[Work task]
Exactly reproduce the line containing "box: [1, 137, 495, 274]" together with every line after it, through the end of the entries, and give nothing more.

======

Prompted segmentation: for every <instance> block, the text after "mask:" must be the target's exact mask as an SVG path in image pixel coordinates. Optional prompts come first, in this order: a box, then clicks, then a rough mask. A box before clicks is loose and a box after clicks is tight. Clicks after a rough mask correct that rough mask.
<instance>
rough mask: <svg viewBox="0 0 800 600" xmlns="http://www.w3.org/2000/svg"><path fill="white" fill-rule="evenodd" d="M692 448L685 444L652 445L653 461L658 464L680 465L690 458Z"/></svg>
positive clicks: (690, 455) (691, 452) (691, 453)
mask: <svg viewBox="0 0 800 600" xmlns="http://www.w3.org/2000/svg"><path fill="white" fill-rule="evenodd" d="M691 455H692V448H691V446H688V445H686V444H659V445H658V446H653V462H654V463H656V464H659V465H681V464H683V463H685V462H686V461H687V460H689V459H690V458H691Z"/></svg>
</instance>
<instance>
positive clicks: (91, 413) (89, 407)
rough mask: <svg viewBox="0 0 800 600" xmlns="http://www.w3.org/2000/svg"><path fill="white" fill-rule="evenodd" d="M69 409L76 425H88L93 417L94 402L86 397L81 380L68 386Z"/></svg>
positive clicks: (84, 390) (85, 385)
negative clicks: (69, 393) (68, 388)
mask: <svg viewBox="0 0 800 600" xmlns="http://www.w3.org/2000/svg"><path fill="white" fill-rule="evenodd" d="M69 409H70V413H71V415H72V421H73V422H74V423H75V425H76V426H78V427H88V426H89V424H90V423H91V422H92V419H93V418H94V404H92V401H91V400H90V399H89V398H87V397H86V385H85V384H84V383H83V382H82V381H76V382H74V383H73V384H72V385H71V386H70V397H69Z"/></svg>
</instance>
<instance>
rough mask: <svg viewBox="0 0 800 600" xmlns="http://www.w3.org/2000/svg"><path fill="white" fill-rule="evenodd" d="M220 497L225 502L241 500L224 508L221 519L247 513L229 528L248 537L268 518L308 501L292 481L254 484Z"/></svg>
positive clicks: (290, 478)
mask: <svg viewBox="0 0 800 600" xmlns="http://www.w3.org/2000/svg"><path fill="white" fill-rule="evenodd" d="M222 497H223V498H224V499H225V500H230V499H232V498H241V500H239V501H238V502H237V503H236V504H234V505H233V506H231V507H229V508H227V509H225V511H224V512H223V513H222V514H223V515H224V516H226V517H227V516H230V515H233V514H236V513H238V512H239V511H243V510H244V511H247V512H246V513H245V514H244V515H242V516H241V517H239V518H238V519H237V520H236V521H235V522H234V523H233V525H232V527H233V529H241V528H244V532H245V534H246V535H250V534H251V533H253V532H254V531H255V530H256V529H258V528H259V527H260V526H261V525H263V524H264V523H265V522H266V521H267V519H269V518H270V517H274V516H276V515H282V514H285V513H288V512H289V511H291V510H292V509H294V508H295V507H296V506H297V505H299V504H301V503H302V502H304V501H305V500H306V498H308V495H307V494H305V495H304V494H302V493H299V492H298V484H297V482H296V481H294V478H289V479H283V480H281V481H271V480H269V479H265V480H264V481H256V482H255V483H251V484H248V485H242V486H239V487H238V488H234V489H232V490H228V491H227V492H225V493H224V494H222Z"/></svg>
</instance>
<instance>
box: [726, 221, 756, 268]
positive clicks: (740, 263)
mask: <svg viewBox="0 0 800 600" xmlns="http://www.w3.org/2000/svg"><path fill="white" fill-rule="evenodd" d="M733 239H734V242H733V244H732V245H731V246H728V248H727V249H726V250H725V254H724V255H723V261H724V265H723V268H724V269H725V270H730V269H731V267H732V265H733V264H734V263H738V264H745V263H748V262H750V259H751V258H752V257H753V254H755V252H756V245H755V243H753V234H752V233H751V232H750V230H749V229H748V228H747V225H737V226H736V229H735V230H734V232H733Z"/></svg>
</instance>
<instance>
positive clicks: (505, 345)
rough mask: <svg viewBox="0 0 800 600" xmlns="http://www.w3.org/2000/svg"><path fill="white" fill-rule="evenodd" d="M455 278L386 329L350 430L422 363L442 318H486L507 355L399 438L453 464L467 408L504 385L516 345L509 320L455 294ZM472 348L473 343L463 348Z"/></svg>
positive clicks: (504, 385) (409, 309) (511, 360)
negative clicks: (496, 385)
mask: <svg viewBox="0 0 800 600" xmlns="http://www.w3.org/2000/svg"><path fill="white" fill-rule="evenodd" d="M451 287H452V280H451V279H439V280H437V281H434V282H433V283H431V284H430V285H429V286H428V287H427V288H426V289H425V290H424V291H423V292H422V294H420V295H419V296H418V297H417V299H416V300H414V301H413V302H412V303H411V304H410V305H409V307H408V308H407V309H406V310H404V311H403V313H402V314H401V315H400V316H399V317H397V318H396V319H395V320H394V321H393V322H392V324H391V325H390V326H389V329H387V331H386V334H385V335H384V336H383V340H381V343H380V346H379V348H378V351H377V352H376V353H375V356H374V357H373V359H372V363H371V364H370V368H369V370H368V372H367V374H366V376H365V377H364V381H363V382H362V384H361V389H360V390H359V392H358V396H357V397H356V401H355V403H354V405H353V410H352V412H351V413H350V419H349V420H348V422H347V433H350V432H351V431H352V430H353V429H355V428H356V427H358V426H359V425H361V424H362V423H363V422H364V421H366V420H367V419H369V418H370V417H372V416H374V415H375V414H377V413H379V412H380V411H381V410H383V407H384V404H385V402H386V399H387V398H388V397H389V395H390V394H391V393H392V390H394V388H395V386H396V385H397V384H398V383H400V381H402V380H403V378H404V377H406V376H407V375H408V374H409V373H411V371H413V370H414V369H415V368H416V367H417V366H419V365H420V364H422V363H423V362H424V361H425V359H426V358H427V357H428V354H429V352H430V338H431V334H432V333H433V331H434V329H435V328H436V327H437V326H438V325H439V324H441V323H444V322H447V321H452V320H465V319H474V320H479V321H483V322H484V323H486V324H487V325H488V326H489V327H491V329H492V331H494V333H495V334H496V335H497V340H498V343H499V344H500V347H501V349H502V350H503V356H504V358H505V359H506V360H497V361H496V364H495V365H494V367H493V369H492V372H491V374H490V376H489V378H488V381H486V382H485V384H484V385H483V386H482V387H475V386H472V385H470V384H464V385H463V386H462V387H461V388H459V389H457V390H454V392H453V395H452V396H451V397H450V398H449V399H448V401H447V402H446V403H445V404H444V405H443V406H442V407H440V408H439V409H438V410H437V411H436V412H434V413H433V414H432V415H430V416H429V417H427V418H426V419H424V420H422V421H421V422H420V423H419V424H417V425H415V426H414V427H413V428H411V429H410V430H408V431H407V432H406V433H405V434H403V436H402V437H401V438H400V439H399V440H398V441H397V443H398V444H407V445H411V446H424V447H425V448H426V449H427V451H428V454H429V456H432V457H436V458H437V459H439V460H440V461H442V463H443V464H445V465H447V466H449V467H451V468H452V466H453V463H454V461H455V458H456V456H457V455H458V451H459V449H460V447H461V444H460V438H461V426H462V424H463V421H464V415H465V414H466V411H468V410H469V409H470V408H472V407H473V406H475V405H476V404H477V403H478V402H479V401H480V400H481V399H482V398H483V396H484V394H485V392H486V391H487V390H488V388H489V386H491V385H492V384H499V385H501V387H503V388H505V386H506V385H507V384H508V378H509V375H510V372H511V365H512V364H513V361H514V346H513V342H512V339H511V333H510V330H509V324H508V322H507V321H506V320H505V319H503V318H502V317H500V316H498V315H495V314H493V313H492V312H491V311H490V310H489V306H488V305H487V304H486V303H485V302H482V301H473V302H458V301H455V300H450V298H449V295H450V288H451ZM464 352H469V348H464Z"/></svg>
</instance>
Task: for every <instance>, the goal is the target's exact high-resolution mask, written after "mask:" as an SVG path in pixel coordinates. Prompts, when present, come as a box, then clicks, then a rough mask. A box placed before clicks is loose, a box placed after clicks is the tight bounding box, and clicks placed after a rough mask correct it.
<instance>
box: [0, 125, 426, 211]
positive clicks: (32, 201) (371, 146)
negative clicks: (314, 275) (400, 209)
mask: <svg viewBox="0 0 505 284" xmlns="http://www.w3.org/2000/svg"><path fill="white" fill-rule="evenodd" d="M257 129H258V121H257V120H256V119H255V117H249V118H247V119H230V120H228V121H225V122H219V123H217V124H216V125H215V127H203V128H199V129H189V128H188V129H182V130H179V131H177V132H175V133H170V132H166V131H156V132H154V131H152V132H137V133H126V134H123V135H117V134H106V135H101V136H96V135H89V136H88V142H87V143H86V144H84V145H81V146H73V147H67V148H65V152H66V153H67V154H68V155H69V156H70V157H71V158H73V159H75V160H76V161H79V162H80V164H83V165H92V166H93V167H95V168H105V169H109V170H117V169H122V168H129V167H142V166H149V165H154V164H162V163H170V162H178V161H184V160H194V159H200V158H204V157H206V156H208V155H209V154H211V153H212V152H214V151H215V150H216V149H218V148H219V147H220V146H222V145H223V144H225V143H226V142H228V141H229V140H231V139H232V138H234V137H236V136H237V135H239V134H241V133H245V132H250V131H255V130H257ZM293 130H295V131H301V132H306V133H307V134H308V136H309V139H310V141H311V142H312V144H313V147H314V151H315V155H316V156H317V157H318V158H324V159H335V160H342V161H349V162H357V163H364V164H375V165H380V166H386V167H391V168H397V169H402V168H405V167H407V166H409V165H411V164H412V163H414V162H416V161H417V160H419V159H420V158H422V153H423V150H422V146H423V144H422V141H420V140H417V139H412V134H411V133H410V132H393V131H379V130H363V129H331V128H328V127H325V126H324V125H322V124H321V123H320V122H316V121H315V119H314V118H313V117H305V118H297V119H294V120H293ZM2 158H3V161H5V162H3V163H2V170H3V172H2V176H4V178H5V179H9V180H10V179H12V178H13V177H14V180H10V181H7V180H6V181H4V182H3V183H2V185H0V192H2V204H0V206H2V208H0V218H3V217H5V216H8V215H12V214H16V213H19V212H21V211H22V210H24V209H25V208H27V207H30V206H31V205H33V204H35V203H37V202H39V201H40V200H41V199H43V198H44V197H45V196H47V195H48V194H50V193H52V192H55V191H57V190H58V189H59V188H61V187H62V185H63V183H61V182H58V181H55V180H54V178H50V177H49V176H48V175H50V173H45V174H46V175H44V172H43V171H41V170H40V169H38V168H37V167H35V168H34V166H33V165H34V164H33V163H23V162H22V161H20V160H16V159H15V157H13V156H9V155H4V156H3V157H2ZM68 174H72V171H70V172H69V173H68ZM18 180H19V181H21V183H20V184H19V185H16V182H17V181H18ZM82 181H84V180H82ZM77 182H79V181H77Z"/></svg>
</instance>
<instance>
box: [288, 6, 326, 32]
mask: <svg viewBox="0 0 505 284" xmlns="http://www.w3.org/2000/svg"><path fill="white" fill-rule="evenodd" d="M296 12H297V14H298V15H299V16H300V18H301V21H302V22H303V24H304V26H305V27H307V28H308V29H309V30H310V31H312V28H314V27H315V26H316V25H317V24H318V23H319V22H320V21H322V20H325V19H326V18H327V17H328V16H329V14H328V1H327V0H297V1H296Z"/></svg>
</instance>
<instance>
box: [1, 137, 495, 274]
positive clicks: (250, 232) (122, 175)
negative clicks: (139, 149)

======

[Reply]
box: [1, 137, 495, 274]
positive clicks: (250, 232) (122, 175)
negative clicks: (139, 149)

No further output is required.